====== Excerpt ======

TORONTO (Reuters) -Bank of Montreal will begin bringing employees in its investment and corporate banking unit back to offices on Monday, a spokesperson confirmed to Reuters late on Wednesday.
It is the first major Canadian lender to set a concrete return-to-office date following the lifting of COVID restrictions in Ontario, the country’s most populous province and home to its five biggest banks.
The timetable for a return to bank premises will differ by groups, teams and geographies, the spokesperson for Canada’s fourth-biggest bank said by email.
Bloomberg reported the plans on Wednesday.
Most of Canada’s major banks put their return-to-office plans on hold late last year following the resurgence of the Omicron variant.
Royal Bank of Canada, the country’s biggest lender, will also vary its return-to-office plans by business and region, and will continue to allow rapid testing as an alternative to vaccinations in certain circumstances, a spokesperson said on Wednesday.

======

→ Exercise tasks:
A - Reproduce the Bank of Montreal report starting at "The timetable for" and ending at "said on Wednesday.", changing "spokesperson" to "representative".
B - Carry the Bank of Montreal report forward from its final sentence.

====== Material shown ======

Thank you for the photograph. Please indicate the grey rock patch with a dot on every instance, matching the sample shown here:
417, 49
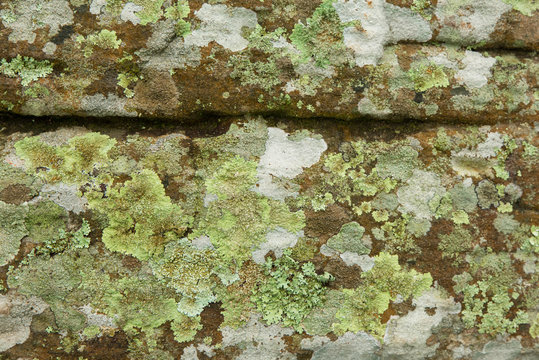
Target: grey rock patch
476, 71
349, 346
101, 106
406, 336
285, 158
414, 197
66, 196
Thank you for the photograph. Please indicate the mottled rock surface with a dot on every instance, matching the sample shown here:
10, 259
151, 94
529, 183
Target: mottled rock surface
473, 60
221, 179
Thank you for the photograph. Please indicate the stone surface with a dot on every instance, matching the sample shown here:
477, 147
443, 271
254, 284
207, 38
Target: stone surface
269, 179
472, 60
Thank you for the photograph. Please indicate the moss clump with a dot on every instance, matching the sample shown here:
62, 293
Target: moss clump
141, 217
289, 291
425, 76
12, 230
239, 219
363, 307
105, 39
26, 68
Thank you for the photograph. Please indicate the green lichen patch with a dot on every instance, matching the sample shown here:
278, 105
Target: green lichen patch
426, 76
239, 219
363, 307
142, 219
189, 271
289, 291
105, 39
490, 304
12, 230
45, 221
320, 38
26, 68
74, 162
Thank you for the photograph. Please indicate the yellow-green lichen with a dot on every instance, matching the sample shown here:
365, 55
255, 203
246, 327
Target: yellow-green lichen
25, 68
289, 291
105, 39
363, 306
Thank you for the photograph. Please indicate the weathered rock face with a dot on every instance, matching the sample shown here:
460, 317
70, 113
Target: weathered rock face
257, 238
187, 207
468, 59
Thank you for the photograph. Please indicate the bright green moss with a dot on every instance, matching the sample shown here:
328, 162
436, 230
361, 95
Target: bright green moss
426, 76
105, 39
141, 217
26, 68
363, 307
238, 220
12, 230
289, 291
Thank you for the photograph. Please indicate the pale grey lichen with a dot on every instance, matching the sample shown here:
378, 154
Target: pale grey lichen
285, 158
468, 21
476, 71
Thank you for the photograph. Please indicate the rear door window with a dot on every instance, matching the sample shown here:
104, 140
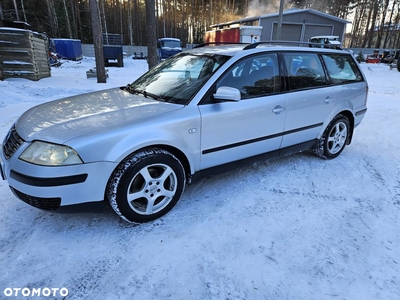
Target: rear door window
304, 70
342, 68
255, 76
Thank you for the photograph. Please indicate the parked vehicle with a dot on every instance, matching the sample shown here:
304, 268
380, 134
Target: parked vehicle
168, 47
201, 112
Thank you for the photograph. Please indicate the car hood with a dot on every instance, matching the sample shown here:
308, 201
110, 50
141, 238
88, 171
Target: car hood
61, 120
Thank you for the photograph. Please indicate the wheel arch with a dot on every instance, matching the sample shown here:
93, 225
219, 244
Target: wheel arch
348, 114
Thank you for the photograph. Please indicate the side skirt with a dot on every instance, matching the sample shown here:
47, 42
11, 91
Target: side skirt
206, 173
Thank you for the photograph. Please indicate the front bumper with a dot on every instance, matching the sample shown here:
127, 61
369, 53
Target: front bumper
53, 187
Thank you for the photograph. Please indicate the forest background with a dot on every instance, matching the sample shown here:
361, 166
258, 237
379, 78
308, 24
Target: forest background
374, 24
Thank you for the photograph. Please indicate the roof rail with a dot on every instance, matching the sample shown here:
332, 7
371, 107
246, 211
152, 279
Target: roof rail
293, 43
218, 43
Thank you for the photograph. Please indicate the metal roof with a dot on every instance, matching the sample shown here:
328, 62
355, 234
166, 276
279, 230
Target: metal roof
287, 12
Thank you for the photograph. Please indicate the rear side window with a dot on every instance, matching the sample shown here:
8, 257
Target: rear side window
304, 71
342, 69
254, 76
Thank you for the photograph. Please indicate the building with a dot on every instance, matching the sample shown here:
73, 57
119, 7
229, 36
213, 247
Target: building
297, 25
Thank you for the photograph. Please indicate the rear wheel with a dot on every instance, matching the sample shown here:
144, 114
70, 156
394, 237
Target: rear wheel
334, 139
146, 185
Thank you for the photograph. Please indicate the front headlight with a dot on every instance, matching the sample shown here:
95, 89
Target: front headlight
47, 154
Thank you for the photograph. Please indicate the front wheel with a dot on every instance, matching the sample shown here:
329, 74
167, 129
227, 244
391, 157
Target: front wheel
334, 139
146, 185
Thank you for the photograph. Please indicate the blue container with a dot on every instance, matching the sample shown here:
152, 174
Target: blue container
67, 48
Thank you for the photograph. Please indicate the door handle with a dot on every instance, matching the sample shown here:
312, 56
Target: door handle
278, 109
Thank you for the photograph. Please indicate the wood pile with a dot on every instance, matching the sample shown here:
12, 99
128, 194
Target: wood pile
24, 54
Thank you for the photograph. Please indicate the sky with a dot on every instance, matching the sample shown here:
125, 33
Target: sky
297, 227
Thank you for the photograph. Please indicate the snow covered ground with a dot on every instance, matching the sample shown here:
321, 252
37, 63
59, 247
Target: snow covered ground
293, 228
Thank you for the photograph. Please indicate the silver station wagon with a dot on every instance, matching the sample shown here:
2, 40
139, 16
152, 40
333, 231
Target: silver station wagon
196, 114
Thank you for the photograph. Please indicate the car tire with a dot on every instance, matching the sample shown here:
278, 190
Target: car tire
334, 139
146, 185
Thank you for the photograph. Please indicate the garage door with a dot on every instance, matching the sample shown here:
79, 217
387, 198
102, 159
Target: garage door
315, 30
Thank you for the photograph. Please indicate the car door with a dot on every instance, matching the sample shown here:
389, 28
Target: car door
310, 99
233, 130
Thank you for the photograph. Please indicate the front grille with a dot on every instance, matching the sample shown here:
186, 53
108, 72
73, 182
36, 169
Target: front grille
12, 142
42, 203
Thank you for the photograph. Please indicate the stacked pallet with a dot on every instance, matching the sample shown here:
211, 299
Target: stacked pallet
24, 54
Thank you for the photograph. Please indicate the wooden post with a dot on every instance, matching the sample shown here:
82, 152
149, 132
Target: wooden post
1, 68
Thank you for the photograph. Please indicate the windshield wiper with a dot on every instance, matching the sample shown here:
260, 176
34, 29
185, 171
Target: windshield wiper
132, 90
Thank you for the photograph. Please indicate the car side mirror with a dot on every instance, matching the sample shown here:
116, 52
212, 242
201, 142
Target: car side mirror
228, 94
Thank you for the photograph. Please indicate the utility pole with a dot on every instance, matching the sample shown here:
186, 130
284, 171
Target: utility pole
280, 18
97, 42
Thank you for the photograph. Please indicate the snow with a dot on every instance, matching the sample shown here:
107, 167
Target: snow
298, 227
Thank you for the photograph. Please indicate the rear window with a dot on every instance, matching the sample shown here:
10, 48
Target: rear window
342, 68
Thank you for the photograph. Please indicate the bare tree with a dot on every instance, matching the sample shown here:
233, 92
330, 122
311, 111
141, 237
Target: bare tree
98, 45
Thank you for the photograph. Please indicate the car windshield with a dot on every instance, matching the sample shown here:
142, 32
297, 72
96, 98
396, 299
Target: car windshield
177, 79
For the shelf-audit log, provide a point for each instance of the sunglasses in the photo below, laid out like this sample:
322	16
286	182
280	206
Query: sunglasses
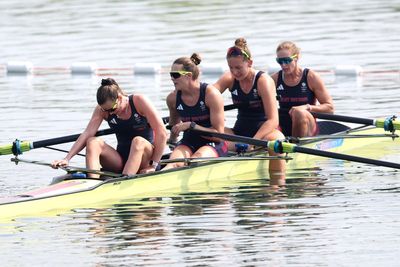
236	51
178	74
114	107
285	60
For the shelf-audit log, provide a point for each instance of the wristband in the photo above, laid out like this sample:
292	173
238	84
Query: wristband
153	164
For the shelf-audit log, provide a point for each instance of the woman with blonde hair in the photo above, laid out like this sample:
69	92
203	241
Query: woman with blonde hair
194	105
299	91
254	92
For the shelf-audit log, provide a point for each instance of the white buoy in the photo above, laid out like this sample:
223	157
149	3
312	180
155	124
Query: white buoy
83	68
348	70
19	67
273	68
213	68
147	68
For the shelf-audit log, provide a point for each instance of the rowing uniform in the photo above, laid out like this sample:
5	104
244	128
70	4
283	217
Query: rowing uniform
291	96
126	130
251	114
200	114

======
====== Material shown ======

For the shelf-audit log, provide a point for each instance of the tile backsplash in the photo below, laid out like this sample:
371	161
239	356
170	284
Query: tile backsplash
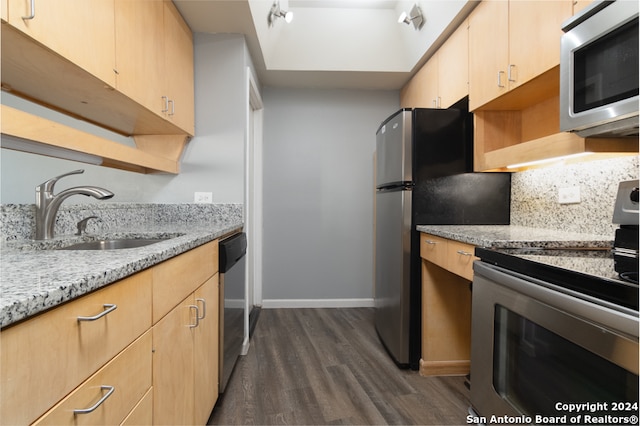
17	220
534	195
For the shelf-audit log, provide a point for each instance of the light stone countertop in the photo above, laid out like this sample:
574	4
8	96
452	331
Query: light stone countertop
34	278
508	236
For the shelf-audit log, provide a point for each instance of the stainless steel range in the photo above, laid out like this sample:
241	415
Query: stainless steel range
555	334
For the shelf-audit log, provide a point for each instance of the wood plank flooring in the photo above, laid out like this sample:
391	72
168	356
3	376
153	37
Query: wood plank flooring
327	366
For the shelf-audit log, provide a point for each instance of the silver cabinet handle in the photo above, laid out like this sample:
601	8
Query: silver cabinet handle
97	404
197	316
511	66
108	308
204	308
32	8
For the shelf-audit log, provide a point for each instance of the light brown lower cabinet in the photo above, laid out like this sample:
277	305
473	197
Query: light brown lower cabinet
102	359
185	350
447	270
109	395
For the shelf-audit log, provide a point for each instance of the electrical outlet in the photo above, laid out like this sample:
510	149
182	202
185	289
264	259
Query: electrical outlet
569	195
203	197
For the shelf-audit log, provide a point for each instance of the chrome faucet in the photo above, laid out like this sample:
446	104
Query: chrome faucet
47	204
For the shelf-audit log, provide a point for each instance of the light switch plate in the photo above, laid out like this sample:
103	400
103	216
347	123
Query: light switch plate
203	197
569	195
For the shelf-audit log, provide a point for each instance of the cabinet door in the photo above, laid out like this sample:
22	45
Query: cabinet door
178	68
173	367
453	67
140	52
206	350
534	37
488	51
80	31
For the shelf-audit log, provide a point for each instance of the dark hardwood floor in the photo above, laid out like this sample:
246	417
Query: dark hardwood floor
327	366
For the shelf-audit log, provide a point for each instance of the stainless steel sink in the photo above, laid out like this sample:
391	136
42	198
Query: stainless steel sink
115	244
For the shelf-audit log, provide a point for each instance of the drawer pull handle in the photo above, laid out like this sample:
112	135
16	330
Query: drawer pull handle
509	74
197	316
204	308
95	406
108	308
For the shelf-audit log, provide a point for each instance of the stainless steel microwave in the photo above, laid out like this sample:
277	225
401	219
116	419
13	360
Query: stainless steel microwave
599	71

======
====== Material shown ======

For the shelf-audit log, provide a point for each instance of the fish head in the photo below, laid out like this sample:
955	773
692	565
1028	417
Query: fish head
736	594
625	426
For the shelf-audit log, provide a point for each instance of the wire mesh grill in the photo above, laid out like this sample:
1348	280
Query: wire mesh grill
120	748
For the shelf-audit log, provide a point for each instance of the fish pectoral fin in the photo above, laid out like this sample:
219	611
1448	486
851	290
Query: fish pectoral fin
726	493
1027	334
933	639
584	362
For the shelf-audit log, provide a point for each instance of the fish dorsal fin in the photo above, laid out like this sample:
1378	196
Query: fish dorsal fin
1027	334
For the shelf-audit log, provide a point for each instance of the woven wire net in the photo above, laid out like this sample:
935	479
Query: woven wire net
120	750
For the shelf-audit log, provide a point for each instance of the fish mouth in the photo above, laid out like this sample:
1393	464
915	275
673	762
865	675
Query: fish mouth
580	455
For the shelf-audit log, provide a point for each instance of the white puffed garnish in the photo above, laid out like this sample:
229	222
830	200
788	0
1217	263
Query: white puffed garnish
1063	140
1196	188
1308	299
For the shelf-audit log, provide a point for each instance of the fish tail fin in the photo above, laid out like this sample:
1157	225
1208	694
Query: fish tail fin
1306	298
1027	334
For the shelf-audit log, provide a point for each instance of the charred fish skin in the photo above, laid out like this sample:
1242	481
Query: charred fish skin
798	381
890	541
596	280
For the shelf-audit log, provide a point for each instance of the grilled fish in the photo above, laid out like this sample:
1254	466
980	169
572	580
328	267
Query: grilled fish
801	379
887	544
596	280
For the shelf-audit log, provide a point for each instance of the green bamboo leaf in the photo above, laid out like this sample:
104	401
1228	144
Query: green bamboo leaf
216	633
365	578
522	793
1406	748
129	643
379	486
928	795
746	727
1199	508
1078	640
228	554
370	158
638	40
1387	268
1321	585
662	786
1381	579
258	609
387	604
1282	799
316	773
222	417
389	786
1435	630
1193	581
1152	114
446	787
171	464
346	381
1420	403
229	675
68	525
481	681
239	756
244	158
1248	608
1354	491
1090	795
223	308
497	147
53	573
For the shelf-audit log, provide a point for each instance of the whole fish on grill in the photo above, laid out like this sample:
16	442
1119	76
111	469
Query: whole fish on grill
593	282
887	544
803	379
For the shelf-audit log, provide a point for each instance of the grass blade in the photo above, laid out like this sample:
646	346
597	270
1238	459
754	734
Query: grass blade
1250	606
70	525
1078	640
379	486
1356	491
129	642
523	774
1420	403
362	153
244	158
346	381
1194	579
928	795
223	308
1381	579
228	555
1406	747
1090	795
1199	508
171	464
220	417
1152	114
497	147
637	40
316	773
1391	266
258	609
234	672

======

→ Answers:
A -
The timetable for a return to bank premises will differ by groups, teams and geographies, the representative for Canada’s fourth-biggest bank said by email.
Bloomberg reported the plans on Wednesday.
Most of Canada’s major banks put their return-to-office plans on hold late last year following the resurgence of the Omicron variant.
Royal Bank of Canada, the country’s biggest lender, will also vary its return-to-office plans by business and region, and will continue to allow rapid testing as an alternative to vaccinations in certain circumstances, a representative said on Wednesday.

B -
Toronto-Dominion Bank and Bank of Nova Scotia said they have not updated their plans.
Financial firms in the United States are also starting to bring employees back to offices, after their plans too were scuppered by the variant.
Goldman Sachs, Bank of America and Jeffries have begun bringing employees back; Morgan Stanley, JPMorgan and Citigroup expect to do so this month; and American Express and Bank of New York Mellon plan to bring staff back in March.